• **PROBLEM TO WORK ON**: Every record must come back exactly as given.
EXTRACTED INFORMATION Start Marker
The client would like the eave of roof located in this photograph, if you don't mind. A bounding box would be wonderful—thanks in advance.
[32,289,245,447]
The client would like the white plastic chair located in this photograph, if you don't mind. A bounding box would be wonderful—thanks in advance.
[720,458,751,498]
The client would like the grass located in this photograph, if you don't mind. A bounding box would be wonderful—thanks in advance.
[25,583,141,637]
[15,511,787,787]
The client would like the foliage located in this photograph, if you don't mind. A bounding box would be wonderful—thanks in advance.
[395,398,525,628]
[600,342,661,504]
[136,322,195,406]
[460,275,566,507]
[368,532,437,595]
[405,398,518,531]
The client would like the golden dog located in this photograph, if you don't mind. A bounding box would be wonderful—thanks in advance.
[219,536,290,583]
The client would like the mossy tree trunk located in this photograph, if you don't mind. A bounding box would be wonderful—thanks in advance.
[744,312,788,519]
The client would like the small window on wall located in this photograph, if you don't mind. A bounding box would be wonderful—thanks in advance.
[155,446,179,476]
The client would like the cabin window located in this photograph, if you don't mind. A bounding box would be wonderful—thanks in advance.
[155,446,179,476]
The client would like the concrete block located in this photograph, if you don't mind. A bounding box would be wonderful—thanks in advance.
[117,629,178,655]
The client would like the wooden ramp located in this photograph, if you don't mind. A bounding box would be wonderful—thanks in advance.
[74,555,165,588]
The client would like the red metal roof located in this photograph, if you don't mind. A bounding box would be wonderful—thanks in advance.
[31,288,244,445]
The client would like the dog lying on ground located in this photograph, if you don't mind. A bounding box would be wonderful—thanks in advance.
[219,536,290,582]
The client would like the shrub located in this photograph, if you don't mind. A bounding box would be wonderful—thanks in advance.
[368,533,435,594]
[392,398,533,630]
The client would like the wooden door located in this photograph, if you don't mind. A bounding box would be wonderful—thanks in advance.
EXTRACTED INFORMATION End Marker
• **TASK ANSWER**:
The client would like the eave of roof located in this photograph, if you don't mind. A bounding box would be wonderful—thanks in advance.
[32,289,245,447]
The client would like the white plastic chair located in this photograph, if you don't mind. A bounding box would be wonderful—thanks in advance.
[720,458,751,498]
The client would like the grass located in this photograph, if you don't mind. A bounding box would be wonderful—thanks in advance.
[25,583,141,637]
[15,511,787,787]
The client would like the foliage located in this photograph, if you don't mind. A bounding box would be wonderful—thanks in advance.
[395,398,525,628]
[600,342,661,504]
[136,322,195,406]
[460,275,566,507]
[368,532,437,595]
[405,398,518,531]
The client would like the golden dog located in this photograph, if you don't mind. A bounding box would be wonderful—thanks in advance.
[219,536,290,583]
The client would like the mossy tree trunk located in this photograph, if you don't mind. A bounding box would be wonderful—thanks in advance.
[744,312,788,519]
The client would like the small window on wall located in this photograph, if you don't mind. A bounding box would be wonderful—thanks in advance.
[155,446,179,476]
The client would like the cabin window located in this photograph, if you don't mind. A bounding box would be wonderful—thanks in advance.
[155,446,179,476]
The client would like the concrete block located in this photograph, if you don't mind. A bounding box would be wonderful—thanks in advance.
[117,629,178,655]
The client would like the wooden ramp located in this photograph, if you don't mind. A bounding box would be wonderful—thanks in advance.
[74,555,165,588]
The client would like the red metal roof located in this photograph, if you don't mind. A bounding box would be wonderful—thanks in advance.
[31,288,244,445]
The client would like the dog lying on ground located in this photograph, if you don't mind. A bounding box would be wonderful—thanks in advance.
[219,536,290,582]
The client would like the shrub located in this photograph, if you don't mind. A bounding box would be wonderful—thanks in advance.
[368,533,435,594]
[392,398,533,630]
The client would like the wooden door located in this photograph, if you don't mind. A bounding box would be wonderful—thanks in advance.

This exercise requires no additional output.